[START OF Information supplied]
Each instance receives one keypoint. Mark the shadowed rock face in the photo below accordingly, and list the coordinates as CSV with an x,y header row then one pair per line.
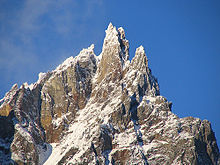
x,y
100,110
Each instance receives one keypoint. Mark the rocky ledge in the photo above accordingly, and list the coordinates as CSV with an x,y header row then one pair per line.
x,y
100,110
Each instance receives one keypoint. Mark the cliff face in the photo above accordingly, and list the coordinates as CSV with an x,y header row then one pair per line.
x,y
100,110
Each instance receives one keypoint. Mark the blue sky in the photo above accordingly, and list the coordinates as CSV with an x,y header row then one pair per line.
x,y
181,38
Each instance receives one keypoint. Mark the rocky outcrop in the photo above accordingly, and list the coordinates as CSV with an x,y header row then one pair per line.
x,y
100,110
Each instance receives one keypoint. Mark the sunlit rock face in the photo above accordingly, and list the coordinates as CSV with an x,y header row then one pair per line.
x,y
100,110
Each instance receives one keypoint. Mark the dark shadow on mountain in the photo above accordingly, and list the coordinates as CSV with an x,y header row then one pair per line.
x,y
7,132
134,118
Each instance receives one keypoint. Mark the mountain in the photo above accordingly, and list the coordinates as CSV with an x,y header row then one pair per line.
x,y
100,110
[END OF Information supplied]
Exercise description
Can you write out the listing above again, substituting "marker" for every "keypoint" and changing nothing else? Leave the pictures out.

Exercise output
Each instance receives one marker. Mark the shadowed rock face in the photo below accordingly, and list the coordinates as CSV with an x,y header row then one pair per line.
x,y
100,110
Each instance receives one marker. Mark the rocky ledge in the photo above accordingly, and list the coordinates as CSV with an x,y header row then one pair per line.
x,y
100,110
Each instance receives one marker. Mark the cliff face in the photo above accordingly, and list the coordinates as CSV with an x,y header row then one pair per line.
x,y
100,110
Each instance receives one marker. Mark the blue sky in the photo above accordingly, and list the coordinates as CSV with an x,y header row then one pair per line.
x,y
181,38
Each instance receives one marker. Mark the rocky outcrop in the photo above accordingly, and list the coordinates as CSV with an x,y header row then one pair per line.
x,y
100,110
Each instance receives one marker. Mark the sunlit rock face in the photo above accordingly, and list the coordinates as CSV with an x,y header row then one pair per line.
x,y
100,110
Each instance receives one marker. Mark the dark shadow on mountain in the photo above accordingly, and list the coordinates as CSV with an x,y header row then one pair per line.
x,y
7,132
134,118
Each instance receives one marker. Mark the mountain in the photo above accordingly, and list the coordinates as CSV with an x,y header row then one pair per line.
x,y
100,110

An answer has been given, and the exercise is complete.